→ **The problem**: Return each line of the material below that contains the word "window". Treat uppercase and lowercase letters as distinct.

→ **Information provided**:
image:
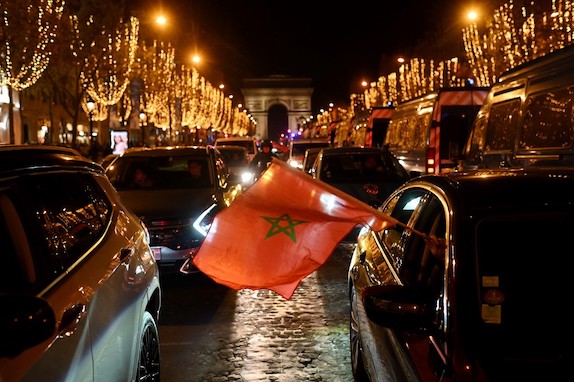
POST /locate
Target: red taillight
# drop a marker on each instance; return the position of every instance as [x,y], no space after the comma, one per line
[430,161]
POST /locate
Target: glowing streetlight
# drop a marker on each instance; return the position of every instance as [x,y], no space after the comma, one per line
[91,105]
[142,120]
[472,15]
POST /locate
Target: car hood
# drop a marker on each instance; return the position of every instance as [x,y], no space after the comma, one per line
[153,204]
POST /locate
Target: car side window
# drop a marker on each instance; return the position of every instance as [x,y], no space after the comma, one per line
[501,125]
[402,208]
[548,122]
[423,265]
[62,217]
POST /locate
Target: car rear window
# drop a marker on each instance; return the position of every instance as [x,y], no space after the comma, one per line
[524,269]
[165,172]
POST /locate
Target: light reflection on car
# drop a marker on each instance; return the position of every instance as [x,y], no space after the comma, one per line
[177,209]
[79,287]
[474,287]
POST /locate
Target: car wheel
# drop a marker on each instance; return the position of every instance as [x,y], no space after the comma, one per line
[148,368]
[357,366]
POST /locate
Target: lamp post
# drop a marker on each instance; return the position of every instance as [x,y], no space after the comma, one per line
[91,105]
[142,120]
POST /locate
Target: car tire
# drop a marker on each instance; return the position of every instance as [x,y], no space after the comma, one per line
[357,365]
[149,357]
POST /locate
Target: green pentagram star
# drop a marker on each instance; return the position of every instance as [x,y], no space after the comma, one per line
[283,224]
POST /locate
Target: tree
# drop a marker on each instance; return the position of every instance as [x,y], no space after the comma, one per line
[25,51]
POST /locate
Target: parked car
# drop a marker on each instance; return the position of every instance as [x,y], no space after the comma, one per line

→ **Solution for this exercise**:
Target: car side window
Target: car rear window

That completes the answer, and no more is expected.